● **Objective 1**
Answer these from the CTF conversion issue below:
(a) Is ctfconvert a 32-bit or 64-bit program?
(b) How many DIEs does libicudata.so contain according to the quoted write-up?
(c) What is the default batch size under the proposed patch, and which command-line option changes it?
● **Objective 2**
Using the CTF conversion issue below, explain in one to three sentences why the current ctfconvert process runs out of memory on libicudata.so.
● **Objective 3**
According to the CTF conversion issue below, each ctf_file_t allocation mmap()'s its own private copy of certain parts of the object. List all of them.

● **Document**
☆ ☆ ☆ ☆ ☆ ☆ ☆

CTF conversion fails with large files
In continuing the rollout of CTF to more of OmniOS userland, I hit a memory scaling problem with a 30MiB shared library with 3,816 compilation units.
ctfconvert cannot even initialise the die list without running out memory (ctfconvert is 32-bit).
Talking to Jonathan Perkin, he hit the same issue with the same shared library (libicudata.so) a while back, and wrote a patch for ctfconvert. This is open as https://smartos.org/bugview/OS-6485 and https://github.com/joyent/illumos-joyent/pull/215 but CTF in gate has moved on a bit since.
Here's the write-up from his issue:
During the work to CTF convert pkgsrc, libicudata.so exposed memory scaling issues with ctfconvert. It is a 29MB shared library containing 3,449 DIEs.
The current conversion process allocates memory as follows:
- A new ctf_die_t is created for each DIE during the initialisation process.
- Each ctf_die_t holds a DWARF handle open on the input file.
- Each ctf_die_t includes a new ctf_file_t allocation, each of which mmap()'s its own private copy of the CTF data, symtab, and strtab from the object.
- During the merge process, for each DIE, an extra ctf_file_t is allocated, again with its own mmap'ed private copies, as the destination for the merge output.
- These allocations are only freed at the end of the entire conversion process.
- With all these allocations, a 32-bit ctfconvert process runs out of available memory while processing libicudata.so.
With the proposed patch the conversion process is changed to be as follows:
- Instead of allocating a full ctf_die_t for every DIE up-front, we instead defer full initialisation to the main conversion process in ctf_dwarf_convert_one().
- DIEs are processed in batches, defaulting to a batch size of 256 (configurable via -b on the command line if necessary).

☆ ☆ ☆ ☆ ☆ ☆ ☆

Coordinate annotation entries
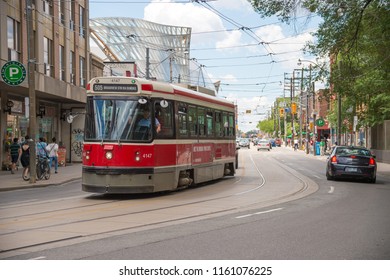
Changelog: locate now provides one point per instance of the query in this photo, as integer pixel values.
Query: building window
(82, 22)
(61, 52)
(71, 15)
(71, 68)
(48, 56)
(13, 39)
(82, 71)
(47, 7)
(61, 11)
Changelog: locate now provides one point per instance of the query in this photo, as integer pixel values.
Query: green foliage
(266, 126)
(356, 35)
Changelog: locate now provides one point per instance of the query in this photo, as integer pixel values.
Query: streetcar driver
(146, 122)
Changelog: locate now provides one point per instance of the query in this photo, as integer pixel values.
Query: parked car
(351, 162)
(244, 142)
(263, 144)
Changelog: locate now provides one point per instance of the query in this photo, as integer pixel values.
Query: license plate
(351, 169)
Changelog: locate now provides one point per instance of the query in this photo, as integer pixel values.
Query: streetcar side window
(164, 115)
(218, 124)
(182, 114)
(201, 122)
(225, 123)
(231, 131)
(192, 121)
(209, 122)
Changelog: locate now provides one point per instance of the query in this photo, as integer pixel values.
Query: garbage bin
(61, 156)
(318, 149)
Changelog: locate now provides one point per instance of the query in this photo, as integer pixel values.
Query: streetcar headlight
(108, 155)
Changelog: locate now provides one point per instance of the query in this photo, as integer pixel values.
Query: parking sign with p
(13, 73)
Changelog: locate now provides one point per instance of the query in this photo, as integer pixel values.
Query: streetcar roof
(147, 87)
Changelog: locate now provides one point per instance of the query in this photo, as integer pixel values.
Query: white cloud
(230, 39)
(198, 18)
(287, 49)
(232, 5)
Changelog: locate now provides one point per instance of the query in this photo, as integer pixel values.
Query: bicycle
(42, 168)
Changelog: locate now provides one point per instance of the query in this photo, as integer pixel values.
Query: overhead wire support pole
(31, 90)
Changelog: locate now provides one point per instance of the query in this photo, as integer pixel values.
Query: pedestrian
(296, 142)
(52, 149)
(14, 153)
(322, 146)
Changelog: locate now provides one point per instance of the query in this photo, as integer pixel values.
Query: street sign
(13, 73)
(320, 122)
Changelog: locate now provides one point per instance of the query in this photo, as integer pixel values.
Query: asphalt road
(279, 207)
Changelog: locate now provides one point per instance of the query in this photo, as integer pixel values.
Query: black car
(351, 162)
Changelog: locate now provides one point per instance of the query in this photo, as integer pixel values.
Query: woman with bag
(52, 149)
(25, 158)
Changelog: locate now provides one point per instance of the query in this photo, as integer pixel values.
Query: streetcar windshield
(118, 119)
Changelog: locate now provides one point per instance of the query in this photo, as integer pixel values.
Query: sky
(248, 54)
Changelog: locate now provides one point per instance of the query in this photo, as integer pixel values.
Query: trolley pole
(31, 91)
(147, 64)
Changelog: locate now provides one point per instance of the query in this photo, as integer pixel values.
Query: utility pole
(147, 64)
(31, 90)
(339, 109)
(300, 110)
(292, 114)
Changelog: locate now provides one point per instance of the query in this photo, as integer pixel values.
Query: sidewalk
(15, 181)
(383, 169)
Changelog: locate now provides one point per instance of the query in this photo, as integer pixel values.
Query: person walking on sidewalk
(322, 146)
(295, 144)
(52, 149)
(14, 151)
(25, 155)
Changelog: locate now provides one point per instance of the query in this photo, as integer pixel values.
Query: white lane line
(259, 213)
(38, 258)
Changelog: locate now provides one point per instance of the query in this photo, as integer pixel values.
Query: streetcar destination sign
(13, 73)
(115, 88)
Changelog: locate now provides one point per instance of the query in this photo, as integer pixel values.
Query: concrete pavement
(72, 172)
(15, 181)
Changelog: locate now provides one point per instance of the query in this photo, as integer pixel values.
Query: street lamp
(310, 91)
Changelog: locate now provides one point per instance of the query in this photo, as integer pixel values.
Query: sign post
(13, 73)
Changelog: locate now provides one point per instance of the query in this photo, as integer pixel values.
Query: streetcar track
(304, 187)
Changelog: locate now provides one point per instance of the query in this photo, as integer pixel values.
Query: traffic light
(293, 108)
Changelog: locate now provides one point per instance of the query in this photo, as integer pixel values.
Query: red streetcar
(144, 136)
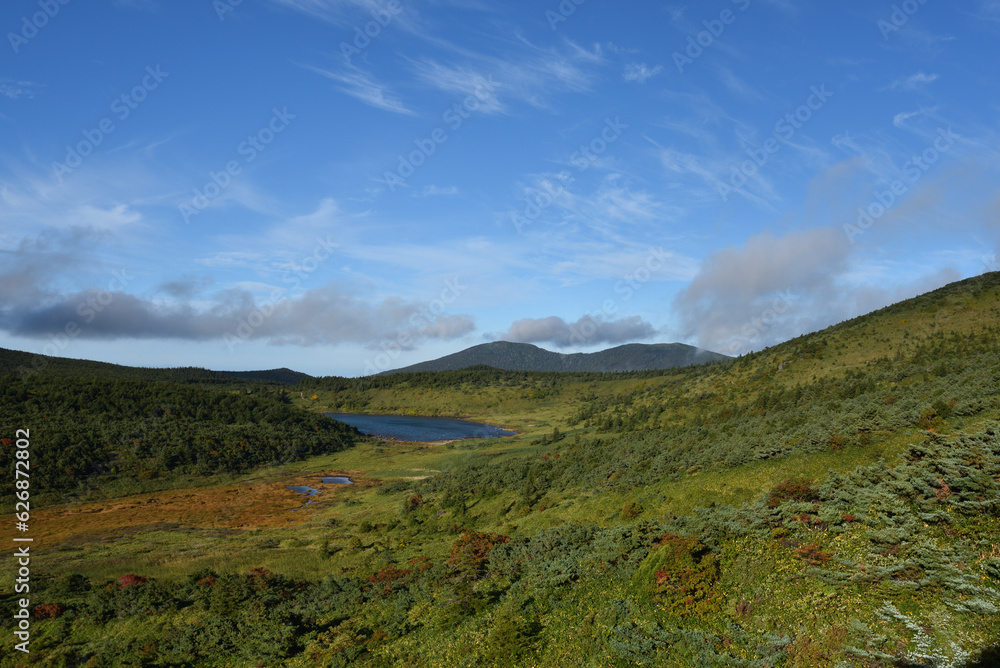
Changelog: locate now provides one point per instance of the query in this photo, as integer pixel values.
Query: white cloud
(363, 86)
(913, 82)
(640, 72)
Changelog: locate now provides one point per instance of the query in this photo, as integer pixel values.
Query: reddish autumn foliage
(48, 611)
(131, 580)
(472, 550)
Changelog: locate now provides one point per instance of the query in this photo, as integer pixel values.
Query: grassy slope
(768, 589)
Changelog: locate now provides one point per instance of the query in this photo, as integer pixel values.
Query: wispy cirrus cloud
(362, 85)
(640, 72)
(14, 89)
(913, 82)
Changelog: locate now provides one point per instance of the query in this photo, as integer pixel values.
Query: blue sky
(347, 186)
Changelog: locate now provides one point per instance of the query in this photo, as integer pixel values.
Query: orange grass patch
(258, 505)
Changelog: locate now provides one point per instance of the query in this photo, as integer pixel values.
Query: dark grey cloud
(585, 331)
(776, 288)
(326, 315)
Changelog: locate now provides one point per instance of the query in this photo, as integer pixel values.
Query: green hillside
(830, 501)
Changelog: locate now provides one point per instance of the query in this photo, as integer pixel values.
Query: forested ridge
(96, 433)
(830, 501)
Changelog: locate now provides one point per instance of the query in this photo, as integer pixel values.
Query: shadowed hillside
(526, 357)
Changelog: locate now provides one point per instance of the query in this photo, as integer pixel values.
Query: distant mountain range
(500, 354)
(526, 357)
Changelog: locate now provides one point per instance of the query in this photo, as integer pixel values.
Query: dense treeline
(94, 432)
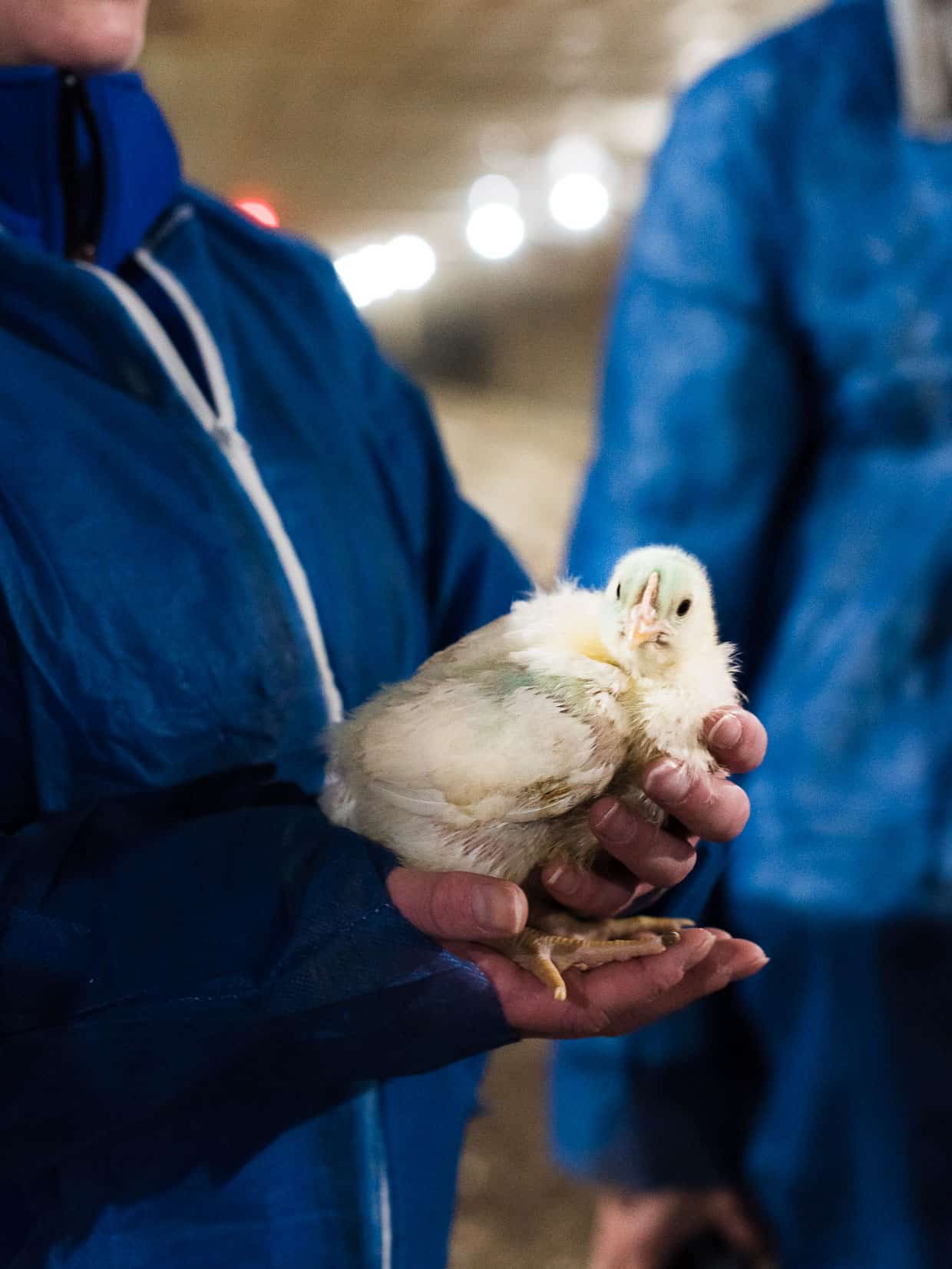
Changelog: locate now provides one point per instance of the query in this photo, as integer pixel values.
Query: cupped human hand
(641, 857)
(646, 1228)
(461, 910)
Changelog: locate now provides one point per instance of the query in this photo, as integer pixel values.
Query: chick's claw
(547, 954)
(610, 928)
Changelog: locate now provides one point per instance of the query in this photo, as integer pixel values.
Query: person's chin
(95, 47)
(102, 56)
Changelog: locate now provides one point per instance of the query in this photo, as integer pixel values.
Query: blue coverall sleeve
(225, 930)
(703, 442)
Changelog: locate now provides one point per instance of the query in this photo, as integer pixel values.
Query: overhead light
(377, 270)
(495, 231)
(413, 262)
(259, 210)
(579, 201)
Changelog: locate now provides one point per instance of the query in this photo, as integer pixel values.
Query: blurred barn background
(472, 167)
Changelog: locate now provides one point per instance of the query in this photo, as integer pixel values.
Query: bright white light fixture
(579, 202)
(413, 262)
(377, 270)
(495, 231)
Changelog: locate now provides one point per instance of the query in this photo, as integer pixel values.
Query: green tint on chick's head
(656, 610)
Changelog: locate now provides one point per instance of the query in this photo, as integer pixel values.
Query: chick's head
(658, 610)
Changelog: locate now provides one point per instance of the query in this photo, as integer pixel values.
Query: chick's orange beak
(643, 621)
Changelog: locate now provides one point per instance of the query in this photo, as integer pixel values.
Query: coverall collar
(87, 164)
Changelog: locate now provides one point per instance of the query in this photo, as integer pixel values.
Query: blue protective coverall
(778, 400)
(212, 1022)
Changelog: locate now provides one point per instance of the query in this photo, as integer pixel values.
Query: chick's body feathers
(491, 757)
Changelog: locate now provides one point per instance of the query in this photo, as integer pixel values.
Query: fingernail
(699, 950)
(670, 782)
(726, 732)
(497, 910)
(749, 967)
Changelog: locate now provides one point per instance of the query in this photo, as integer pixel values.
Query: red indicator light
(259, 211)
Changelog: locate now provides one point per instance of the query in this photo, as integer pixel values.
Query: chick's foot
(547, 954)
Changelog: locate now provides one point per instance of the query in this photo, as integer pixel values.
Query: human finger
(706, 805)
(736, 738)
(456, 905)
(600, 891)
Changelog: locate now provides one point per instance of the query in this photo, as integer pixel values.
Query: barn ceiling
(365, 118)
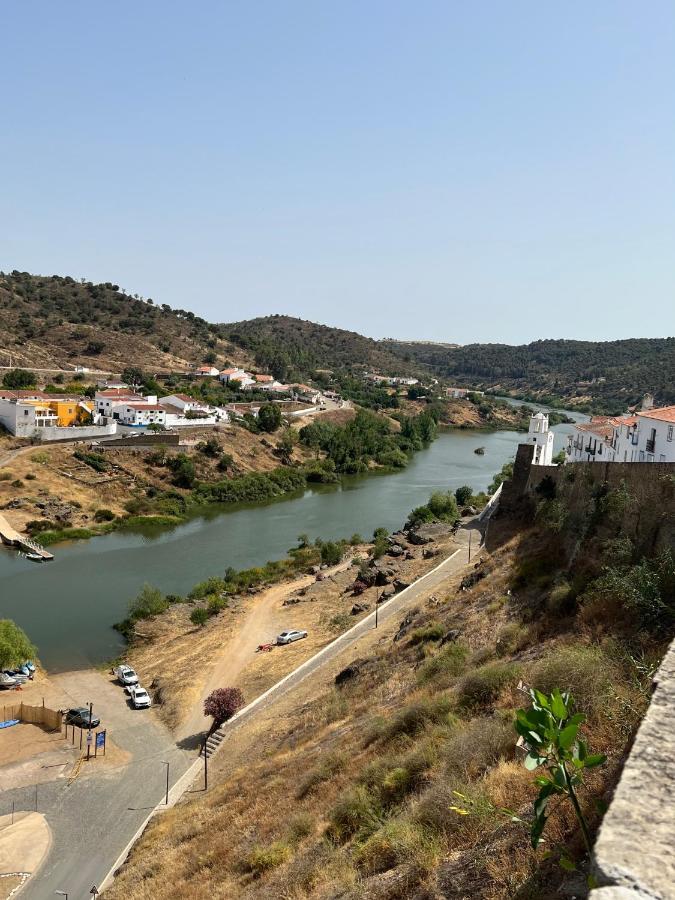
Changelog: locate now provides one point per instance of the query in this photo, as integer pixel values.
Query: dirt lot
(182, 663)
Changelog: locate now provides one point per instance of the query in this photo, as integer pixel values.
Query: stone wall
(635, 847)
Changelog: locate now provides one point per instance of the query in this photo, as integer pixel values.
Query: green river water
(69, 605)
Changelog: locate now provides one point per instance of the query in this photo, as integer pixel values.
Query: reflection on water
(67, 606)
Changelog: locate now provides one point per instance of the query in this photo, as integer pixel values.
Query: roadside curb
(188, 777)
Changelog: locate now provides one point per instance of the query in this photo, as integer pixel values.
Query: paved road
(94, 819)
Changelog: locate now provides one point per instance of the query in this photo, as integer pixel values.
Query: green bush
(199, 616)
(104, 515)
(432, 632)
(482, 686)
(356, 813)
(262, 859)
(444, 666)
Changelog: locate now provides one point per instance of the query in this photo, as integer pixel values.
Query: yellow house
(63, 412)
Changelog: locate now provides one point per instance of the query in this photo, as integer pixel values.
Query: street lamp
(166, 799)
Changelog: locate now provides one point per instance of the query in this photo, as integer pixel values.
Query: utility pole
(166, 797)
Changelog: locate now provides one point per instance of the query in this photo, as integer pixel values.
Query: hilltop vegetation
(53, 321)
(289, 347)
(607, 376)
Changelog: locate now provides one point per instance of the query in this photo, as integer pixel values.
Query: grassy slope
(48, 321)
(351, 796)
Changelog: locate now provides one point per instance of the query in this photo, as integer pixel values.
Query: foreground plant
(550, 733)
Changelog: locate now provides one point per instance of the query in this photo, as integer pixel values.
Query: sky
(449, 171)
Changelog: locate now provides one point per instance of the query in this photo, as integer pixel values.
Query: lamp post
(166, 797)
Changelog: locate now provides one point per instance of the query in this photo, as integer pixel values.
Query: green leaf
(567, 864)
(558, 707)
(568, 736)
(532, 761)
(596, 759)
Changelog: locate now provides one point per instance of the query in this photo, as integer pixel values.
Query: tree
(269, 417)
(16, 379)
(464, 495)
(222, 704)
(199, 616)
(15, 647)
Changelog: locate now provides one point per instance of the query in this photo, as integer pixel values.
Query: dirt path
(262, 621)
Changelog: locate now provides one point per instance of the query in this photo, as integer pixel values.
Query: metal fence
(34, 715)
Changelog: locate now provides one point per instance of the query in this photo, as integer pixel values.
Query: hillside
(402, 778)
(610, 375)
(286, 346)
(57, 322)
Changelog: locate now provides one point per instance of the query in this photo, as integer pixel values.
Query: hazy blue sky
(469, 171)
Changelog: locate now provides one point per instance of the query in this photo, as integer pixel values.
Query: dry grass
(351, 794)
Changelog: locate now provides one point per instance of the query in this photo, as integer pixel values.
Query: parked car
(126, 675)
(79, 716)
(287, 637)
(139, 696)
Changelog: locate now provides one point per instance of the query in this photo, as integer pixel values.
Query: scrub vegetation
(405, 780)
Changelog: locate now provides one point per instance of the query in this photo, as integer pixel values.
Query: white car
(287, 637)
(139, 696)
(126, 675)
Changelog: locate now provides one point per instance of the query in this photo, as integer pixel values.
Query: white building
(655, 441)
(140, 415)
(646, 436)
(539, 435)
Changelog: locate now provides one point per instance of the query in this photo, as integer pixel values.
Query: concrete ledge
(635, 849)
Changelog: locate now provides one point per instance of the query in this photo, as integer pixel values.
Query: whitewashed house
(655, 440)
(539, 435)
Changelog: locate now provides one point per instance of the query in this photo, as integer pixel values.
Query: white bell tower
(539, 435)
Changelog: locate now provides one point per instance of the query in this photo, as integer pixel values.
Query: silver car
(126, 675)
(287, 637)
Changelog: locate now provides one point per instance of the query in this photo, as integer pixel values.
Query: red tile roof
(665, 414)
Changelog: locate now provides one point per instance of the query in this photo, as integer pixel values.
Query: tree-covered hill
(54, 321)
(285, 346)
(611, 374)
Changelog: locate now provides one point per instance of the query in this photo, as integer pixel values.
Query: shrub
(463, 495)
(104, 515)
(482, 686)
(149, 602)
(432, 632)
(355, 813)
(199, 616)
(444, 666)
(585, 671)
(416, 716)
(261, 859)
(397, 843)
(472, 750)
(215, 604)
(329, 766)
(222, 704)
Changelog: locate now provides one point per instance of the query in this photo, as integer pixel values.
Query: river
(67, 606)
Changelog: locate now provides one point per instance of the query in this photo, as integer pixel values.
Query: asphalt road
(93, 820)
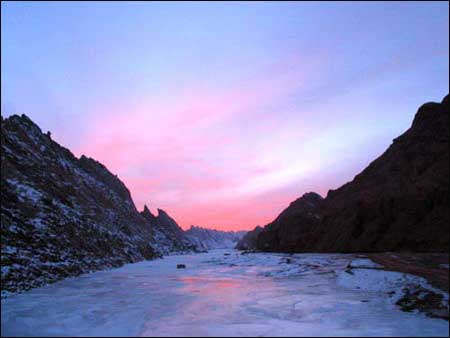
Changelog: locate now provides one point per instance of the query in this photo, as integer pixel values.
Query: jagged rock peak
(146, 213)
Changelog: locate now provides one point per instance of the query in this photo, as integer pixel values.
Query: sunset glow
(223, 114)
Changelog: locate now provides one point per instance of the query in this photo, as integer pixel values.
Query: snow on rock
(62, 216)
(209, 239)
(217, 295)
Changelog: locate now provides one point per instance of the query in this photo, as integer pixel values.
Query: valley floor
(225, 293)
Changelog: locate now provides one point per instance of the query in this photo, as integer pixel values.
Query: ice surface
(217, 295)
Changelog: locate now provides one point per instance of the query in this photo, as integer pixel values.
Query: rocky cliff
(400, 202)
(209, 239)
(169, 236)
(62, 216)
(249, 240)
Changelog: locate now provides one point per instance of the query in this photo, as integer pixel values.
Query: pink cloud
(208, 156)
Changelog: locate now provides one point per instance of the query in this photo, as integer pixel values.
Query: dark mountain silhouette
(62, 216)
(400, 202)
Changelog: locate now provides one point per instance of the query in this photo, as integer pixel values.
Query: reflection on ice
(216, 295)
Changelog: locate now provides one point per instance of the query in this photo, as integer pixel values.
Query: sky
(223, 113)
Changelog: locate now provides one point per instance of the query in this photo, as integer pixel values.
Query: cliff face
(62, 216)
(399, 202)
(249, 240)
(169, 237)
(209, 239)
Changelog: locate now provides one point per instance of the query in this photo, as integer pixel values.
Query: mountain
(62, 216)
(209, 239)
(249, 240)
(169, 236)
(400, 202)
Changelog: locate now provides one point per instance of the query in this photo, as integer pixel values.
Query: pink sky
(224, 113)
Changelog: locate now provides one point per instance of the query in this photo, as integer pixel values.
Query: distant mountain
(400, 202)
(208, 239)
(169, 237)
(249, 240)
(62, 216)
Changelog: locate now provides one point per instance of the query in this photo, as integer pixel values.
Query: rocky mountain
(169, 237)
(249, 240)
(209, 239)
(400, 202)
(62, 216)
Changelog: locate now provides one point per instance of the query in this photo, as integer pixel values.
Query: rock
(62, 216)
(400, 202)
(248, 241)
(209, 239)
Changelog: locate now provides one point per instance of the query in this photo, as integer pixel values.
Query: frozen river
(220, 293)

☆ ☆ ☆ ☆ ☆ ☆ ☆

● **Task result 1**
(a) 32-bit.
(b) 3,449.
(c) 256, changed with -b.

● **Task result 2**
Every DIE gets its own ctf_die_t, which keeps a DWARF handle open and allocates a ctf_file_t with private mmap'ed copies of the CTF data, symtab, and strtab. The merge allocates another such ctf_file_t for each DIE. None of this memory is freed until the entire conversion ends, so the 32-bit process exhausts its available memory.

● **Task result 3**
- CTF data
- symtab
- strtab